Texte fourni:
....................
Selon le Premier ministre néerlandais :
«Nous sommes prêts à accepter un tournant des prêts vers des subventions à condition que des réformes soient faites et réalisées».
Les réformes, nous les connaissons assez bien depuis la crise de 2008 et le traitement imposé à la Grèce : austérité, baisse des salaires, augmentation du temps de travail, diminution des retraites, suppression massive d’emplois dans la fonction publique, dérégulation du marché du travail et privatisations. Pas de coïncidence, c’est quasiment le projet d’Emmanuel Macron.
La deuxième défaite est celle de la construction d’une Europe politique. Il n’y a pas de souveraineté européenne qui tienne.
Enterré donc le «plan de relance» post-covid de 750 milliards d’euros, qui actait la mutualisation partielle des dettes nationales. Et rien n’est encore fixé pour les coupes dans le cadre financier pluriannuel (CFP) 2021-2027 de 1074 milliards d’euros.
....................
Jeu de données:
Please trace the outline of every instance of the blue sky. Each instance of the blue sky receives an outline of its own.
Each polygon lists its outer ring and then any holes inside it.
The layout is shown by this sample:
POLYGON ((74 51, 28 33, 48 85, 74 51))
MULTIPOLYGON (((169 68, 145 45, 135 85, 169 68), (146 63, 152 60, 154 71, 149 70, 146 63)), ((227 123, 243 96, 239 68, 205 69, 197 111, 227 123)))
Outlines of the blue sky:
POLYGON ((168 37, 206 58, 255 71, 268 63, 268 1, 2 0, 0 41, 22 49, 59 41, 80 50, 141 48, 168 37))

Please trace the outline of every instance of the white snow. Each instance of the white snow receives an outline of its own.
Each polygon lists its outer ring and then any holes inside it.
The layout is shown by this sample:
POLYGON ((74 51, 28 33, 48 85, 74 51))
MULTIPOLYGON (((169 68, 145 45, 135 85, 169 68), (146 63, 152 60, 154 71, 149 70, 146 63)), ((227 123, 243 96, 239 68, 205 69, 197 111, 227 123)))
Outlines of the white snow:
....................
Travail demandé:
1. Recopiez sans rien modifier le passage du texte fourni qui va de « Les réformes, nous » jusqu’à « européenne qui tienne. » inclus.
2. Les affirmations suivantes concordent-elles avec le texte fourni ? Pour chacune, répondez par oui ou par non en citant mot pour mot les termes du texte qui permettent de trancher.
(a) Le plan de relance post-covid se montait à 750 milliards d’euros.
(b) Les coupes dans le cadre financier pluriannuel 2021-2027 sont déjà fixées.
(c) Le Premier ministre néerlandais refuse tout passage des prêts vers des subventions.

Corrigé:
1.
Les réformes, nous les connaissons assez bien depuis la crise de 2008 et le traitement imposé à la Grèce : austérité, baisse des salaires, augmentation du temps de travail, diminution des retraites, suppression massive d’emplois dans la fonction publique, dérégulation du marché du travail et privatisations. Pas de coïncidence, c’est quasiment le projet d’Emmanuel Macron.
La deuxième défaite est celle de la construction d’une Europe politique. Il n’y a pas de souveraineté européenne qui tienne.

2.
(a) Oui : « post-covid de 750 milliards d’euros »
(b) Non : « Et rien n’est encore fixé pour les coupes dans le cadre financier pluriannuel (CFP) 2021-2027 »
(c) Non : « Nous sommes prêts à accepter un tournant des prêts vers des subventions à condition que des réformes soient faites et réalisées »